## [PROBLEM REQUIREMENTS]
Output every line of the listing as it stands.

## [RECORDS SHOWN]
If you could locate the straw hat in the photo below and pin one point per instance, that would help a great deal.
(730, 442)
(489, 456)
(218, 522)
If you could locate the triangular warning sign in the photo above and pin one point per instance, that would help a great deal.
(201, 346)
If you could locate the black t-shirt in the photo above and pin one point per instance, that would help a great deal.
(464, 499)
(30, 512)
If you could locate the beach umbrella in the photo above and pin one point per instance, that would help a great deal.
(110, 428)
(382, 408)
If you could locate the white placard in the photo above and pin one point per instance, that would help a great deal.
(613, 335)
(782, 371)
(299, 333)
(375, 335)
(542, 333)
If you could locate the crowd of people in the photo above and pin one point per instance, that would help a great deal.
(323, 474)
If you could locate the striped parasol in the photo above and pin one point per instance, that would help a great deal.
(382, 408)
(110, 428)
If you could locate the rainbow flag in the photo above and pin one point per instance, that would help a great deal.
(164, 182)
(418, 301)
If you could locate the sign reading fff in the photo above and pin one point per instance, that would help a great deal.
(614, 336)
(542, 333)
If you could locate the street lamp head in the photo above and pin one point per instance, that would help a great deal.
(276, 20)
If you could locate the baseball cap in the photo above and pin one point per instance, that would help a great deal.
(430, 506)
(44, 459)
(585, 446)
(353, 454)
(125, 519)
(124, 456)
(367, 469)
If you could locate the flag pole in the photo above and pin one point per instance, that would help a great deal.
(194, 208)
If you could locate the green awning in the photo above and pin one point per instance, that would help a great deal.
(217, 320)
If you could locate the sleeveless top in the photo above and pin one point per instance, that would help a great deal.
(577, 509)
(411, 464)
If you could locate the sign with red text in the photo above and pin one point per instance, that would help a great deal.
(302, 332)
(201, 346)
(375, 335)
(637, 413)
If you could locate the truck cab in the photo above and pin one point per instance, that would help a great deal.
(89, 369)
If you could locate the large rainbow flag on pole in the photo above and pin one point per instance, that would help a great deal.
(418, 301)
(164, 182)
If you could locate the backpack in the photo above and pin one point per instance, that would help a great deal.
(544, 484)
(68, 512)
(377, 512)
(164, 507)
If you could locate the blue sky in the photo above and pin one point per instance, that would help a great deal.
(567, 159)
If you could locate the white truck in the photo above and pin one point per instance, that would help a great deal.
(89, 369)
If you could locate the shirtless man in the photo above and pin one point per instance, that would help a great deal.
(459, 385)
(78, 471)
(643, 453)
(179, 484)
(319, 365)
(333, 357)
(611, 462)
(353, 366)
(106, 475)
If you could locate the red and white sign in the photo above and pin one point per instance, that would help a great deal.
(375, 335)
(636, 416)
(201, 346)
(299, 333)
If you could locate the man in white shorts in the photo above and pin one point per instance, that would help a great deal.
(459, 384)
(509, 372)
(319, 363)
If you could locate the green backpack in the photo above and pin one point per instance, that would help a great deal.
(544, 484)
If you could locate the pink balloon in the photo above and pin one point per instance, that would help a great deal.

## [REPLY TO THE EXERCISE]
If you could locate the straw hat in the photo below and pin one point per instance, that would help a great deal.
(730, 442)
(489, 456)
(218, 522)
If you could locate the triangular warning sign in the photo above and pin one point per instance, that would help a great deal.
(201, 346)
If you could locate the black t-shirt in the photo above and pin one point per instance, that would help a great deal.
(464, 499)
(30, 512)
If you could locate the beach umbrella in the photo above and pin one point per instance, that would help a great deal.
(110, 428)
(382, 408)
If you could locate the white placard in the photo above and pin one point per instance, that would help a great deal.
(613, 335)
(782, 371)
(299, 333)
(375, 335)
(542, 333)
If you could locate the crowd of people in the photo above and pin one point per instance, that would help a great deal.
(323, 474)
If you could locate the striped parasol in the photo above and pin one point per instance, that would help a great deal.
(382, 408)
(110, 428)
If you could locate the rainbow flag in the photo above and pin one point per instance, that would help a great deal.
(164, 182)
(418, 301)
If you could locate the sign reading fff in the photo above and pin one point per instance, that would help a great deal.
(614, 336)
(542, 333)
If you could locate the street lamp head in the photo above and pin one point per instance, that would help a great deal.
(276, 20)
If you could locate the baseball cap in the photo above and pin one point per instance, that would help a great deal.
(430, 506)
(44, 459)
(585, 446)
(353, 454)
(125, 519)
(124, 456)
(367, 469)
If you could locate the flag pole in the photo above and pin one point per instance, that would help a great deal.
(194, 208)
If you could locate the green awning in the photo above and pin one point per instance, that would help a great deal.
(217, 320)
If you could locate the sleeveless top in the photo above and pin one point per instance, that would help a great deal.
(577, 509)
(411, 464)
If you could locate the sign with red text in the photo above and pin one point per instance, that would help a great deal.
(302, 332)
(201, 346)
(375, 335)
(637, 413)
If you could locate the truck cab in the photo above and pin one point per instance, that would help a great deal.
(89, 369)
If you could locate the large rainbow flag on pole in the photo above and pin one point per instance, that would help a great deal.
(418, 301)
(164, 182)
If you could locate the backpack in the photo above and pin one point per instance, that would help a great deal.
(544, 484)
(68, 512)
(377, 512)
(164, 507)
If you could locate the blue sky in the photo above and pin one point per instance, that would help a great deal.
(567, 159)
If you could locate the white truck in the photo above and pin one point per instance, that would help a great deal.
(89, 369)
If you could locate the shirtless man in the photo above and pin one point per instance, that would help a great deal.
(459, 385)
(78, 471)
(643, 453)
(179, 484)
(319, 365)
(333, 357)
(611, 462)
(353, 366)
(106, 475)
If you could locate the red and white sign in the photo above and pin one point per instance, that would help a great deal.
(375, 335)
(636, 416)
(201, 346)
(299, 333)
If you could locate the man in white shorts in the photo above and pin one point per instance, that would help a great deal.
(459, 384)
(509, 372)
(319, 363)
If you could locate the green backpack in the photo above and pin one point per instance, that would help a great deal.
(544, 484)
If you could locate the pink balloon in the photo above and pin one point per instance, that would help a great deal.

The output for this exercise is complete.